---- Input material
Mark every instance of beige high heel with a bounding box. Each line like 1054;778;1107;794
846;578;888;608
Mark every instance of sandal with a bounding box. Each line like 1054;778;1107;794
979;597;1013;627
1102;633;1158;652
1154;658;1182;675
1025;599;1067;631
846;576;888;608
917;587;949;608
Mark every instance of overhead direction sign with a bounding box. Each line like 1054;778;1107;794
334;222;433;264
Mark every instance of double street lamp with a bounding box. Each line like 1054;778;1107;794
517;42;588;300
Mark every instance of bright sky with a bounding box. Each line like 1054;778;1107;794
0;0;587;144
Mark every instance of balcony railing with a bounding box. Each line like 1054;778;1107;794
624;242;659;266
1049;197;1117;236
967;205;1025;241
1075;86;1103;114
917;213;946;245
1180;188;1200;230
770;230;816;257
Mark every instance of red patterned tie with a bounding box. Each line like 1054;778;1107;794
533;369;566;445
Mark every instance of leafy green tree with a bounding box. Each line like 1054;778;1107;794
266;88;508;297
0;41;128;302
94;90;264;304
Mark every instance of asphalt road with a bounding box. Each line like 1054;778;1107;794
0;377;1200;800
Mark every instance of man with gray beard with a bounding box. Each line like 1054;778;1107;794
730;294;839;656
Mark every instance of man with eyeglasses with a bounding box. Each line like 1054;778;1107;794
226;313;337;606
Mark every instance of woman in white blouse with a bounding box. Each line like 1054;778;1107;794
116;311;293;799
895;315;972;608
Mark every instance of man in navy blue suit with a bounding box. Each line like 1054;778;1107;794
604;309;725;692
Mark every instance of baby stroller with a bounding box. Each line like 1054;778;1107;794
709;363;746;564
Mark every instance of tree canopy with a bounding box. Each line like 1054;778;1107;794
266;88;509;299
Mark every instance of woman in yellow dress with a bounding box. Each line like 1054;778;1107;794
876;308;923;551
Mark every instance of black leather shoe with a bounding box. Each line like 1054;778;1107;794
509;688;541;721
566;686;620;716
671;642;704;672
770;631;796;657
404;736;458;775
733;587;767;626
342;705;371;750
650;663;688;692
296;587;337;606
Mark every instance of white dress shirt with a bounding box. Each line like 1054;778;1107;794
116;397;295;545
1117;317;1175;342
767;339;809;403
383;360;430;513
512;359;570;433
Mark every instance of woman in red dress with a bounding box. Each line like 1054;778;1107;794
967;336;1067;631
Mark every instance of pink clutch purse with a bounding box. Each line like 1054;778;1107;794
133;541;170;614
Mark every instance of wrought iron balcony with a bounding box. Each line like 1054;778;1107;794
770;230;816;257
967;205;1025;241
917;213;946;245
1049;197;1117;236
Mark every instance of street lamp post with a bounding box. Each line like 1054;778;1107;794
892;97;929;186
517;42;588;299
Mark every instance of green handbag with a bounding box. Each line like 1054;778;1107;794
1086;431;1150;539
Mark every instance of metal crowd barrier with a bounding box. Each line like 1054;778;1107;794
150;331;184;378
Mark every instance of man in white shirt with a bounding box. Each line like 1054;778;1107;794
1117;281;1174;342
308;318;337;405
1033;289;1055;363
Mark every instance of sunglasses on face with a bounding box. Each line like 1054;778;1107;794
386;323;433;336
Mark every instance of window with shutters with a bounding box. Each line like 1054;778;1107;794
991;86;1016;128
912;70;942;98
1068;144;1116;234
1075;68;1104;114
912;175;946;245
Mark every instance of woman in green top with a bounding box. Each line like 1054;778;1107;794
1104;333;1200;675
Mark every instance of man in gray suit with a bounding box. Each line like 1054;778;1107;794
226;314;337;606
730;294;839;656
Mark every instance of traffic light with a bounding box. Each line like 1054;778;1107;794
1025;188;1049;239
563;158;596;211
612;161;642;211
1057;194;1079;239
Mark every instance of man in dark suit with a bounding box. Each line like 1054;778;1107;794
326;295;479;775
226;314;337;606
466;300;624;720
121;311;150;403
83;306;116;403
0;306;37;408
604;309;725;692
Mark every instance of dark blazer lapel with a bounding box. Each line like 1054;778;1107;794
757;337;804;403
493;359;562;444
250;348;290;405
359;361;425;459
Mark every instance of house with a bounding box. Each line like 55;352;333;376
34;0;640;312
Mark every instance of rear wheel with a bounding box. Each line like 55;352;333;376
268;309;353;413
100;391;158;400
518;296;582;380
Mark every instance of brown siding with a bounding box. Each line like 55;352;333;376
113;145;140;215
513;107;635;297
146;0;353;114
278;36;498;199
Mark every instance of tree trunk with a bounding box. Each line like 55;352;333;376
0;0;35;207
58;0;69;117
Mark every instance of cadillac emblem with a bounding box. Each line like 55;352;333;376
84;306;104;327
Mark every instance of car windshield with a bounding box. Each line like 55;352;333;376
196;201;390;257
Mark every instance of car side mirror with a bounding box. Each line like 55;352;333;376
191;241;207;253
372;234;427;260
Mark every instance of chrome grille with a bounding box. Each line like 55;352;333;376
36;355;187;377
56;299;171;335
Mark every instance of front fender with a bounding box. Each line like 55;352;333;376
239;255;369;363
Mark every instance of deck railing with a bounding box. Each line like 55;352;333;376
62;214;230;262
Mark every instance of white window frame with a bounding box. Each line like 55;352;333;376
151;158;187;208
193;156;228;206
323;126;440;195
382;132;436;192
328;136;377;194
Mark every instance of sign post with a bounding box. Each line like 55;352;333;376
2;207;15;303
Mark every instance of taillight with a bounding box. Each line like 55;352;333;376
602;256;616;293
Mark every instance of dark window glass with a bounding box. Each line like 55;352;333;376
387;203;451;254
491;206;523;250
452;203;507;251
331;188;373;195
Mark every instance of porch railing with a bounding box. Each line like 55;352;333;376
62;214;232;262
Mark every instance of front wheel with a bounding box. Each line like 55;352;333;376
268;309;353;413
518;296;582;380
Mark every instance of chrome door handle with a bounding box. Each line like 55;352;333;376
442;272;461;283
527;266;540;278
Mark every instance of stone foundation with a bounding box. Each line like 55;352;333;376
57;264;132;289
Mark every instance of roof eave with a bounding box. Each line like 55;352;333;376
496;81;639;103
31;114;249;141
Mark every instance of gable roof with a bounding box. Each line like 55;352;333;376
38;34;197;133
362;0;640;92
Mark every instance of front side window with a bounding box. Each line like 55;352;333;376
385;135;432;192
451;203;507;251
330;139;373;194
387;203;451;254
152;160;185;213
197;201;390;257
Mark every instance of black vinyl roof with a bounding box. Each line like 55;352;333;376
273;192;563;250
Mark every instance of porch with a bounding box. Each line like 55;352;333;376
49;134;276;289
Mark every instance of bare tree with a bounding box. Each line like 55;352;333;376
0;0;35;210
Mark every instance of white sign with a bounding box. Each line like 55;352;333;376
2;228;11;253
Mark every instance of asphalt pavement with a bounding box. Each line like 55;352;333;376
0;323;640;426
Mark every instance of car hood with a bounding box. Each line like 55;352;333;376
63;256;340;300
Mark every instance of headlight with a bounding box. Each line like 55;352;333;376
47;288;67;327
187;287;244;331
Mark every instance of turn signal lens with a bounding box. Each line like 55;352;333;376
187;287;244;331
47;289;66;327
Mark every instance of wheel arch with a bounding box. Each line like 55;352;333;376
--------
▸ **Written exercise**:
Write out these lines again, switching "bounding box" to "rectangle" everywhere it appears and leaving everything else unchanged.

▸ **Written answer**:
Mark every instance of beige high heel with a rectangle. Each line like 1054;778;1107;794
846;578;888;608
Mark every instance of sandal with a rectangle. Each line like 1054;778;1107;794
979;597;1013;627
1102;633;1158;652
1154;658;1182;675
1025;599;1067;631
846;576;888;608
917;587;949;608
Mark every instance of overhead direction sign with a rectangle. Each line like 1054;778;1107;794
334;222;433;264
Mark every instance of double street lamp with a rectangle. Each line like 1054;778;1107;794
517;42;588;300
Mark every instance of bright sky with a rectangle. Each line like 1054;778;1107;794
0;0;587;144
Mark every instance of balcony railing with a rectangle. Each line like 1054;778;1107;794
624;242;659;266
1049;197;1117;236
967;205;1025;241
1075;86;1103;114
917;213;946;245
1180;188;1200;230
770;230;816;257
Mark every instance of red patterned tie with a rectangle. Each line like 1054;778;1107;794
533;369;566;445
Mark every instance of leafy green tree with a rectangle. Each line like 1054;778;1107;794
266;88;508;297
0;41;128;302
94;90;264;304
Mark every instance of asphalt road with a rectangle. Each line like 1054;778;1107;794
0;377;1200;800
Mark every instance of man with gray beard with a rectangle. Each line like 1054;778;1107;794
730;294;839;656
Mark every instance of man with eyeglasses with a rectangle. Each line like 1054;778;1107;794
226;313;337;606
Mark every instance of woman in white blouse with a rectangle. Each line like 1054;778;1107;794
116;311;293;799
895;315;972;608
Mark every instance of man in navy blue suit with a rectangle. Each line like 1054;778;1107;794
604;309;725;692
Mark every instance of baby stroller with a rectangle. Each line like 1054;778;1107;794
709;363;746;564
Mark every instance of tree canopy with a rectangle. Each line like 1054;778;1107;794
266;88;509;299
Mark every instance of woman in yellow dress with a rectangle. Each line like 1054;778;1107;794
876;308;923;551
Mark every instance of black leather shoe with a rectangle. Each line like 1054;778;1107;794
509;688;541;721
566;686;620;716
671;642;704;672
770;631;796;657
404;736;458;775
733;587;767;626
342;705;371;750
650;663;688;692
296;587;337;606
Mark every instance of white dress shirt with a rectangle. Each line like 1054;778;1107;794
116;397;295;545
1117;317;1175;342
767;339;809;403
383;360;430;513
512;359;570;433
Mark every instance of woman in red dress with a rectangle. Each line like 1054;778;1107;794
967;336;1067;631
Mark every instance of pink clutch purse with a rectangle. Each line like 1054;778;1107;794
133;541;170;614
Mark every instance of wrought iron balcony with a rectangle. Each line like 1054;778;1107;794
770;230;816;257
967;205;1025;241
917;213;946;245
1049;197;1117;236
Mark every instance of street lamp post with a rectangle. Each line like 1054;778;1107;794
892;97;929;186
517;42;588;299
Mark every instance of green handbag with a rectangle. Each line like 1054;778;1107;794
1086;431;1150;539
Mark every instance of metal crowd barrier with a rectangle. Each line like 1054;778;1107;794
150;331;184;378
Mark every instance of man in white shirt with a rectangle. Each line like 1054;778;1107;794
1117;281;1174;342
308;318;337;405
1033;289;1055;363
Mark every instance of sunglasses on face with a rectangle. Each line like 1054;778;1107;794
386;323;433;336
Mark every instance of window with shutters with a rectangle. Each line like 1054;778;1107;794
991;86;1016;128
912;70;942;98
1068;144;1116;234
1075;68;1104;114
912;175;946;245
Mark every instance of woman in green top with a rectangle. Each line like 1054;778;1107;794
1104;333;1200;675
Mark every instance of man in gray suit with a rectangle. Each line like 1054;778;1107;794
226;314;337;606
730;294;839;656
Mark every instance of traffic light with a rectangle. Each line like 1054;778;1107;794
1025;188;1049;239
563;158;596;211
612;161;642;211
1057;194;1079;239
Mark every instance of man in dark suit with a rectangle. Each line like 1054;778;1107;794
326;295;479;775
226;314;337;606
466;300;624;720
121;311;150;403
83;306;116;403
0;306;37;408
604;309;725;692
Mark every instance of dark blazer lapel with a rectangle. Each line like 1054;778;1107;794
757;337;804;403
493;359;562;444
250;348;290;405
359;361;425;459
Mark every instance of house with a rectangle. Each line like 55;352;333;376
34;0;640;312
Mark every instance of rear wheel with a rectangle. Each line like 55;352;333;376
268;309;353;413
100;391;158;400
518;296;582;380
Mark every instance of brown siding with a rectangle. Each line like 55;352;333;376
113;145;140;215
513;107;635;297
146;0;353;114
278;36;498;199
Mark every instance of tree trunk with a rectangle. Each line like 55;352;333;376
0;0;35;207
58;0;69;117
Mark every instance of cadillac emblem with a rectangle. Each line like 55;352;333;376
84;306;104;327
Mark every instance of car windshield with a rectangle. Each line like 55;352;333;376
196;201;390;257
Mark every instance of car side mirror with a rectangle. Each line like 55;352;333;376
191;241;207;253
372;234;427;260
Mark every instance of chrome grille with a rectangle. Each line like 55;352;333;376
36;355;187;377
56;299;171;335
Mark every instance of front fender with a rectangle. Each line like 55;352;333;376
239;255;369;363
Mark every instance of deck railing with a rectangle. Each line like 55;352;333;376
62;214;230;262
Mark every instance of white window frame with a rectangle. Each line like 55;352;333;376
151;158;187;208
193;156;228;206
323;126;440;195
382;132;436;192
328;136;377;194
Mark every instance of sign post with a rectangle. Each line like 55;352;333;376
2;207;15;303
Mark every instance of taillight with a rectangle. Each line like 55;352;333;376
602;256;616;293
Mark every instance of dark window glass with a rectangle. Each line like 55;352;333;376
387;203;451;254
491;206;523;250
452;203;507;251
331;188;373;195
Mark every instance of porch railing with a rectangle. Each line like 55;352;333;376
62;214;232;262
Mark every instance of front wheel with a rectangle. Each line like 55;352;333;376
268;309;353;413
518;296;582;380
Mark every instance of chrome door handle with a rectangle. Each line like 55;352;333;376
442;272;461;283
527;266;540;278
Mark every instance of stone foundation with a rectangle. Each line like 55;352;333;376
57;264;132;289
Mark every instance of roof eave with a rectangle. Each line like 55;352;333;376
496;81;639;103
31;114;249;141
Mark every instance of gable roof with a rectangle. Each line like 55;352;333;376
38;34;197;133
362;0;640;92
Mark every instance of front side window with a rectangle. Each line like 55;352;333;376
385;135;432;192
451;203;507;251
330;139;373;194
387;203;451;254
152;160;185;213
197;201;390;257
Mark every instance of black vinyl roof with a rectangle. Each line like 55;352;333;376
273;192;563;250
Mark every instance of porch with a rectangle. Each line like 55;352;333;376
49;134;276;289
Mark every instance of bare tree with a rectangle. Each line like 55;352;333;376
0;0;35;210
Mark every instance of white sign with a rectangle. Each line like 55;352;333;376
2;228;11;253
Mark every instance of asphalt pavement with a rectangle. Each line like 55;352;333;376
0;323;640;426
Mark every instance of car hood with a rectangle. Each line like 55;352;333;376
63;256;340;300
Mark every instance of headlight with a rectangle. Each line like 55;352;333;376
47;288;67;327
187;287;244;331
Mark every instance of turn signal lens with a rectangle. Each line like 55;352;333;376
187;287;244;331
47;289;66;327
Mark every instance of wheel arch with a rectangle. Each line like 55;352;333;376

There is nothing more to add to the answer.